━━━━━ SELECTED EXCERPT
2. Research Method and Scheme Design

2.1. Geometry Model

Figure 1 shows the physical model of the fluid domain for numerical computation. The width of the target surface is $w=156\mathrm{m}\mathrm{m}$. The arc length of the target surface is $r=218.4\mathrm{m}\mathrm{m}$. The length of the jet hole is $H_j=30\mathrm{m}\mathrm{m}$. The length of the film hole is $H_f=30\mathrm{m}\mathrm{m}$. The regularized curvature is $R/L=0.75$, in which $R$ is the radius of curvature on the target surface, and $\mathrm{L}$ is the target surface chord length. The distance between the jet inlet and the target surface is $H=20\mathrm{m}\mathrm{m}$.

Figure 1. Geometry model.

The three structures used to study the effect of dimple diameter on heat transfer performance at the target surface are presented in Figure 2. The dimensionless depth of the dimple is $\delta /d_m=0.2$ and holds constant, while the dimensionless diameter of the dimple ($d_m/D_i$) varies. By changing the cross-flow Reynolds number in each structure, twelve cases are set in the study. The structures of Cases E12, E13, E14 and E15 compose Case E1. The structures of Cases E22, E23, E24 and E25 compose Case E2. The structures of Cases E32, E33, E34 and E35 compose Case E3. Table 1 shows the related parameters in the twelve cases.

Figure 2. Structural diagram of the target surface with different dimple diameters.

Table 1. The parameters of cases with different dimple diameters and cross-flow Reynolds numbers.

Case	Dimensionless Diameter $({\mathit{d}}_{\mathit{m}}/{\mathit{D}}_{\mathit{i}})$	Jet Reynolds Number	Cross-Flow Reynolds Number
E12	1.0	30,000	15,000
E13	1.0	30,000	30,000
E14	1.0	30,000	45,000
E15	1.0	30,000	60,000
E22	1.5	30,000	15,000
E23	1.5	30,000	30,000
E24	1.5	30,000	45,000
E25	1.5	30,000	60,000
E32	2.0	30,000	15,000
E33	2.0	30,000	30,000
E34	2.0	30,000	45,000
E35	2.0	30,000	60,000

The three structures used to find the influence of dimple depth on the heat transfer of the target surface are displayed in Figure 3. The dimensionless diameter of the dimple is $d_m/D_i=1.5$ and remains unchanged, while the dimensionless depth of the dimple ($\delta /d_m$) varies. By changing the cross-flow Reynolds number in each structure, twelve cases are set during the study. Table 2 shows the related parameters in the twelve cases.

Figure 3. Structural diagram of the target surface with different dimple depths.

Table 2. The parameters of cases with different dimple depths and cross-flow Reynolds numbers.
━━━━━━━━━━
* EXERCISE DIRECTIONS *
Using the method section, explain in one to three sentences how the dimple-diameter study arrives at twelve cases. The data that comes next has no connection to the method section.
━━━━━ SUPPLIED INFORMATION
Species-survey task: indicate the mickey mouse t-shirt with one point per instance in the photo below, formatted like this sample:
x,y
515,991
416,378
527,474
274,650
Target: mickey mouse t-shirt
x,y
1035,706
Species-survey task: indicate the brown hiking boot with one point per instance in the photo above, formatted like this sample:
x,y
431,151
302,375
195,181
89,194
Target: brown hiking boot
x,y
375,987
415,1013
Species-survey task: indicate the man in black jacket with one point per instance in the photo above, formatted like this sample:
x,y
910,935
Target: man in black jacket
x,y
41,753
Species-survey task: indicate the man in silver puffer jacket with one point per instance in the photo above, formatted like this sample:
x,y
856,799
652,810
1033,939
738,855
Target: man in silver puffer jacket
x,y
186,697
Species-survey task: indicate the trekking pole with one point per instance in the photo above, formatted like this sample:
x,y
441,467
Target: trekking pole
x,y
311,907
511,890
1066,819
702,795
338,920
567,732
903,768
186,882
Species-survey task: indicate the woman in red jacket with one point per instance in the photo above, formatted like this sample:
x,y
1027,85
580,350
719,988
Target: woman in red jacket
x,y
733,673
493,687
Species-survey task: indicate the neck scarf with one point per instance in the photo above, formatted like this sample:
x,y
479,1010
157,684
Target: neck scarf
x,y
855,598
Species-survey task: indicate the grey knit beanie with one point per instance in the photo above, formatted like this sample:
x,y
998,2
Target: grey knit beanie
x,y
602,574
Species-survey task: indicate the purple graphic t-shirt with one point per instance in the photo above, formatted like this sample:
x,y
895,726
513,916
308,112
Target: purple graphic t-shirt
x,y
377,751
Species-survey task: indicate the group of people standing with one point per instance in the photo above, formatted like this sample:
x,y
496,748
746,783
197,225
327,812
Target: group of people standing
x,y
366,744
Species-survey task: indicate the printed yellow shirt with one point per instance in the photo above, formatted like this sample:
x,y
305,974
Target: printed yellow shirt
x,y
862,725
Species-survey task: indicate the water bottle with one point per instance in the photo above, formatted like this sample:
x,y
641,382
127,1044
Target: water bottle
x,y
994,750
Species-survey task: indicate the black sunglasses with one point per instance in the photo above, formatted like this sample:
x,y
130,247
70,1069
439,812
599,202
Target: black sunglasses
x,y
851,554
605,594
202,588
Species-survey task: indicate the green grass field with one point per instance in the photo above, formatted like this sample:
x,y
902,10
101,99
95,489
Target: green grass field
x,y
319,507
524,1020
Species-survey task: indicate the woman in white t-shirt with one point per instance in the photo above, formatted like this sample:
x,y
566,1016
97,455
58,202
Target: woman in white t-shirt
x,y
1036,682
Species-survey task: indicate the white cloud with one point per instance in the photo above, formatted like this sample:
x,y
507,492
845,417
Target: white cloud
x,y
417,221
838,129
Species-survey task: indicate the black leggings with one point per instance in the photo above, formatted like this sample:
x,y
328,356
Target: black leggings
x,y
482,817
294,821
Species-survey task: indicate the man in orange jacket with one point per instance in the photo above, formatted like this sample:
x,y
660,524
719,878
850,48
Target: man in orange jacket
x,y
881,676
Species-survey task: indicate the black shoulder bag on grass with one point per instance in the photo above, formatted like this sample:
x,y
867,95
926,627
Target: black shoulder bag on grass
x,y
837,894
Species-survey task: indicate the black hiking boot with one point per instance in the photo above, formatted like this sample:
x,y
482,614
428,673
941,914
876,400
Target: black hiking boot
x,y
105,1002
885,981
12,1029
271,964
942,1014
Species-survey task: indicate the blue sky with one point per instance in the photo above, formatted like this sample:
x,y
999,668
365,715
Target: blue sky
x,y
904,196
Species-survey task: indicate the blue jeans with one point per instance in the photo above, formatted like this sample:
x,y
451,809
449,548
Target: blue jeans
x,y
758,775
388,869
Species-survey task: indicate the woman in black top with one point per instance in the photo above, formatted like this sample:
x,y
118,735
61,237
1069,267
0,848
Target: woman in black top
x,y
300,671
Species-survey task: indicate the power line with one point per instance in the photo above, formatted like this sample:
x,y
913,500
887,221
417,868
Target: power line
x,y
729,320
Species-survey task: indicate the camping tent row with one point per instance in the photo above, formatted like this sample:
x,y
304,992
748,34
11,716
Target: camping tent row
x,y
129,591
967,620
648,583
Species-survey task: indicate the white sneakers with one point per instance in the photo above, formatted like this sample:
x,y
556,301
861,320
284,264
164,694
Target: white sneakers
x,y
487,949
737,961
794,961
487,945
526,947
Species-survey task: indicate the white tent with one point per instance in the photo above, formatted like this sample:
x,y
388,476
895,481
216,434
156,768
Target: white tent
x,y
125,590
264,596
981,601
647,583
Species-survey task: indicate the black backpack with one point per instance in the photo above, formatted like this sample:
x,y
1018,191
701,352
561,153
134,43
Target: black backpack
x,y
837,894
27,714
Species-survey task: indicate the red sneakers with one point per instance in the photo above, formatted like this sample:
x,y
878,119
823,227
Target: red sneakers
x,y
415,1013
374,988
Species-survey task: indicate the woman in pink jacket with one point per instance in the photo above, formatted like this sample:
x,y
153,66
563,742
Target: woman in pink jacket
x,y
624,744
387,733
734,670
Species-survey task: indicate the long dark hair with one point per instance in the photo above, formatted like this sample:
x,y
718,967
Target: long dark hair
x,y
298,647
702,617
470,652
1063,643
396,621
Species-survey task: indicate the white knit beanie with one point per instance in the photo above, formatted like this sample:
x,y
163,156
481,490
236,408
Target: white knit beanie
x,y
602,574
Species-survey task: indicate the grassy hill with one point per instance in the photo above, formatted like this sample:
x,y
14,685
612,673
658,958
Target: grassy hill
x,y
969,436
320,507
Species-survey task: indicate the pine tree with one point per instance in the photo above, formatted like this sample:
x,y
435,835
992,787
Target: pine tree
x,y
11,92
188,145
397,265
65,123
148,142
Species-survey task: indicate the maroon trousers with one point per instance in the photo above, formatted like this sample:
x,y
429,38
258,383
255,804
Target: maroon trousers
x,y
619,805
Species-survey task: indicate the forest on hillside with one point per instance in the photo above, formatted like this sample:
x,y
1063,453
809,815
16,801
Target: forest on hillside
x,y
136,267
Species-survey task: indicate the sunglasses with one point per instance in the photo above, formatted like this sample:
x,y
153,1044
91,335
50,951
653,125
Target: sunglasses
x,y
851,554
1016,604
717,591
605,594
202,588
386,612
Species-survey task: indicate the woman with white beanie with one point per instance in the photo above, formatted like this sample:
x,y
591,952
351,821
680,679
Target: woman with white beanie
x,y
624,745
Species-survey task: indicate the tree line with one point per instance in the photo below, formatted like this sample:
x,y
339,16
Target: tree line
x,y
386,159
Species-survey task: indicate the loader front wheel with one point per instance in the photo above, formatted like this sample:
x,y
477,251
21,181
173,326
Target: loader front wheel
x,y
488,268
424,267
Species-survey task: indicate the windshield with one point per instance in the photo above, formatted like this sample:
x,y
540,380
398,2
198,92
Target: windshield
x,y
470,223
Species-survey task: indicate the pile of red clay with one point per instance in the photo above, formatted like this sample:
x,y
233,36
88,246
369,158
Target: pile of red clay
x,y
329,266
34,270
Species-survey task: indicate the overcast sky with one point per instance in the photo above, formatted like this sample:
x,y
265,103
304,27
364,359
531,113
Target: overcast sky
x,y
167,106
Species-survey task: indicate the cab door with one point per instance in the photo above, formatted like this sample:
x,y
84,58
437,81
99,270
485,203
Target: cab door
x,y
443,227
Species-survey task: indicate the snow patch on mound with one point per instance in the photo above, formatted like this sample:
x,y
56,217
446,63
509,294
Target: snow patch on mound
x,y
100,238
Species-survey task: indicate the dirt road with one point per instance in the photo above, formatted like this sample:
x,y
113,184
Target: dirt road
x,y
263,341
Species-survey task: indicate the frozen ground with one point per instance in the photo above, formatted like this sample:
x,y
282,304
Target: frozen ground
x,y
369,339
━━━━━━━━━━
* FINISHED ANSWER *
The study uses three target-surface structures whose dimensionless dimple diameters are 1.0, 1.5 and 2.0, with the dimensionless depth held at 0.2. In each structure, the cross-flow Reynolds number is changed to 15,000, 30,000, 45,000 and 60,000 while the jet Reynolds number stays at 30,000. This gives four cases per structure and twelve cases in total.